Could you give the data below again, exactly and completely?

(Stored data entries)
◆ ◆ ◆
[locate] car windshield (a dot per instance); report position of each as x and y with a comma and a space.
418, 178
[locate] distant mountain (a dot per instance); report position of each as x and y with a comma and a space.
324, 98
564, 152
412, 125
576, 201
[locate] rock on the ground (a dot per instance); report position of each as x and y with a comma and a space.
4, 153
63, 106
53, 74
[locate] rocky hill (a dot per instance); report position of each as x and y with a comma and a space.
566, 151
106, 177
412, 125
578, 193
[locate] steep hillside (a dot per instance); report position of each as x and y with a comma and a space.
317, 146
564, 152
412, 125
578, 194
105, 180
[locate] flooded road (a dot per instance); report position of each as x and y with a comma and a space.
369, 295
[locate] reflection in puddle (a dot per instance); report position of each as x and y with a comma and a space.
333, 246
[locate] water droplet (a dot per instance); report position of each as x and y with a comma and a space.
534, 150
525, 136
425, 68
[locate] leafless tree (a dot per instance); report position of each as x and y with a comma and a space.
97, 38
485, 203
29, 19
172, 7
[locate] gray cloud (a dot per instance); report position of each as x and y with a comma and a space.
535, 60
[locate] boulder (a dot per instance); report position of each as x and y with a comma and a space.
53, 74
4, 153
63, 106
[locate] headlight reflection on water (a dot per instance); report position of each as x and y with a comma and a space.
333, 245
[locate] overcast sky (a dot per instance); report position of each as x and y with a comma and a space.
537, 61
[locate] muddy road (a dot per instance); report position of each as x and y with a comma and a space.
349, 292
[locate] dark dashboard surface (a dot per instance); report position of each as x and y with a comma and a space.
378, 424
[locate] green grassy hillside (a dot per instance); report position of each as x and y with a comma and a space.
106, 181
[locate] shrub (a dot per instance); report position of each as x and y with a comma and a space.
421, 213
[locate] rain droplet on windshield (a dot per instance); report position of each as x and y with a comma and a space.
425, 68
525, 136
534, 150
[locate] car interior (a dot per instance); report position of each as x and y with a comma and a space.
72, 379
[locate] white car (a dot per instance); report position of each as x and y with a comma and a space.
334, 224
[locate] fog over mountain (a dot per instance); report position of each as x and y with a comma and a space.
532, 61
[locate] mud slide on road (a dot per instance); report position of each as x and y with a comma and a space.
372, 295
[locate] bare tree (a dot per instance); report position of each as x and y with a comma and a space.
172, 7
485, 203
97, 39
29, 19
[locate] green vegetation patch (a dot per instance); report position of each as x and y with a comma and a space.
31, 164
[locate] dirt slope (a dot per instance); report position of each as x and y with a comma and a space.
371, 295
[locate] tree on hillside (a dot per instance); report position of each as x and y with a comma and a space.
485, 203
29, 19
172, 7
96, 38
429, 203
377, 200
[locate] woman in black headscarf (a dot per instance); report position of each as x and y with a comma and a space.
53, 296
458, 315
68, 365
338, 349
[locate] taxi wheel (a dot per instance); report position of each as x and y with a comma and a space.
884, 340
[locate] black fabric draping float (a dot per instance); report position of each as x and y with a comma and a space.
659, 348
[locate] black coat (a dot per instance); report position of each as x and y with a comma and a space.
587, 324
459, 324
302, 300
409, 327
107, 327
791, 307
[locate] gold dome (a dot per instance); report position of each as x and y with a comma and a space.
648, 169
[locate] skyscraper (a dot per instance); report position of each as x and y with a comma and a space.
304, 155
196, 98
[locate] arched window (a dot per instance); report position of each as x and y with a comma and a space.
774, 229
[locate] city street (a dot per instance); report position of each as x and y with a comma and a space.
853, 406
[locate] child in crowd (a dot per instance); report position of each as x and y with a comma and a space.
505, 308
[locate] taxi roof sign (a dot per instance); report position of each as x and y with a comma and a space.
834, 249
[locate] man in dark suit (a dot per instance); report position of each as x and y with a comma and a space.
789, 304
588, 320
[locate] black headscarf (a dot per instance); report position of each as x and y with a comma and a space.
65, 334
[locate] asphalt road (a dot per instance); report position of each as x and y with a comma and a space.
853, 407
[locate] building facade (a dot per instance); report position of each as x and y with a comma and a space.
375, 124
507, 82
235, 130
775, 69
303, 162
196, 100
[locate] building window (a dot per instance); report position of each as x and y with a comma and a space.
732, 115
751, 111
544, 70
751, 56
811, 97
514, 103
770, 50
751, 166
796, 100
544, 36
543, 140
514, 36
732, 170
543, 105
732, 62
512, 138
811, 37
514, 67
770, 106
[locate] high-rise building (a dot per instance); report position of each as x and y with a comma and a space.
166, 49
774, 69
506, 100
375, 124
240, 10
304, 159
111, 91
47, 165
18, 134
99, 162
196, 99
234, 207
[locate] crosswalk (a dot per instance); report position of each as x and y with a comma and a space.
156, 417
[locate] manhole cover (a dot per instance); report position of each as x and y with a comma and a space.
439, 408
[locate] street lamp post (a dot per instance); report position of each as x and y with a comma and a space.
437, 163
◆ ◆ ◆
• Answer to this problem:
[locate] car windshield (a dot per instance); report position of each as x and y with a comma and a space.
418, 178
[locate] distant mountain (a dot per instance); report position of each as x and y with a comma and a space.
324, 98
564, 152
412, 125
576, 201
[locate] rock on the ground (a dot per instance); report position of each as x and y with a comma and a space.
4, 153
63, 106
53, 74
[locate] rocky hill (a dot per instance); report position of each as x and y with a comma and a space.
566, 151
106, 177
412, 125
578, 193
[locate] steep hillside (a dot per instance); report position of each as x and y with a comma and a space.
317, 146
564, 152
412, 125
578, 194
105, 180
[locate] flooded road (a dot per instance); report position of each as x and y with a comma and a space.
369, 295
[locate] reflection in puddle (a dot per instance); report position of each as x and y with a comma and a space.
333, 246
[locate] water droplet (a dot per instance); report position of each as x and y with a comma and a space.
534, 150
525, 136
425, 68
[locate] leafless tree (a dot per instance); report position of each as x and y with a comma and a space.
97, 38
485, 203
29, 19
172, 7
[locate] gray cloud (a dot per instance); report position of each as x and y with a comma and a space.
535, 60
[locate] boulder (a dot per instance); report position of each as x and y with a comma and a space.
53, 74
4, 153
63, 106
[locate] headlight reflection on water (a dot per instance); report position of each as x and y with a comma and a space.
333, 245
[locate] overcast sky (a dot per instance); report position of each as x and y with a comma and a space.
537, 61
[locate] muddy road (a dot per instance); report position of each as x and y with a comma and a space.
349, 292
[locate] dark dashboard surface (a dot per instance); report position of each as x and y with a comma and a space.
378, 424
[locate] green grassy hillside (a dot per instance); report position of each as x and y with a comma and a space.
106, 181
[locate] shrub (a dot per instance); report position of each as x and y with a comma and a space.
421, 213
[locate] rain droplet on windshield (a dot per instance); report position of each as x and y with a comma and a space.
425, 68
525, 136
534, 150
[locate] car interior (a dot per instance); report position of each as x and y with a comma and a space.
72, 379
[locate] white car (a dot per instance); report position of each as x and y with a comma and a space.
334, 224
[locate] fog over mountain (a dot per instance); report position of each as x and y with a comma and a space.
532, 61
[locate] mud slide on road (a dot per instance); report position of each as x and y with a comma and a space.
372, 295
[locate] bare tree (a dot per instance); report position of each as x and y with a comma and a space.
172, 7
485, 203
97, 39
29, 19
[locate] green vegetation patch (a dot per instance); report position of each as x and y with a comma and a space.
31, 164
[locate] dirt slope (a dot per instance); report position of each as x and y with a comma and a space.
371, 295
[locate] tree on hillside (a dot per instance); report position of each as x and y with a comma and a space.
485, 203
29, 19
172, 7
96, 38
429, 203
377, 200
[locate] woman in black headscarf (a dot per instance); report position of each as x and y with a comma and a space.
53, 296
458, 315
68, 365
338, 349
[locate] taxi wheel (a dot per instance); report position of each as x and y with a comma and a space.
884, 340
[locate] black fabric draping float (a dot per instance); report position of each as x and y with a comma and a space.
659, 348
[locate] black coat (a dot per instance); report position of each as x and y with a comma and a space.
587, 324
459, 324
302, 300
409, 327
107, 327
791, 307
[locate] gold dome (a dot per instance); report position of each as x and y with a comma and a space.
648, 169
[locate] skyscraper (a dot per instance); report position of each as x and y with a comma and a space.
304, 155
196, 98
[locate] arched window (a dot per instance); report position of each as x and y with a comma and a space.
774, 229
[locate] city street (a dot per instance); report position of each as x and y with a comma and a space.
853, 406
[locate] child in crowd (a dot per instance); report position of each as x and y with a comma and a space.
505, 308
[locate] taxi roof sign (a dot per instance); report position of each as x and y with a comma and a space.
834, 249
[locate] man in dark suit (a dot per instance); report position of each as x and y with a comma and a space.
789, 304
588, 320
[locate] black headscarf (a dot per instance); report position of each as x and y with a comma and a space.
65, 334
[locate] asphalt road (a dot per instance); report position of each as x and y with a comma and a space.
853, 407
[locate] building facade (a dot per instance); report position of each as x and y with a comma and a space.
375, 124
507, 82
235, 130
775, 69
303, 162
196, 100
[locate] building window (a dot per instance); report position of each as x and y with a comma and a space.
732, 115
751, 111
544, 70
751, 56
811, 97
514, 103
770, 50
751, 166
796, 100
544, 36
543, 140
514, 36
732, 170
543, 105
732, 62
512, 138
811, 37
514, 67
770, 106
[locate] high-rise building (a dot per instance); report position of each as x and y with a comma and a space.
166, 49
774, 69
506, 100
375, 124
240, 10
304, 159
111, 91
47, 165
18, 134
99, 162
196, 99
234, 207
[locate] crosswalk (a dot per instance); report position of each as x and y with a comma and a space.
156, 417
[locate] manhole cover (a dot per instance); report position of each as x and y with a comma and a space.
439, 408
[locate] street lamp post (a dot per instance); report position of each as x and y with a comma and a space.
437, 163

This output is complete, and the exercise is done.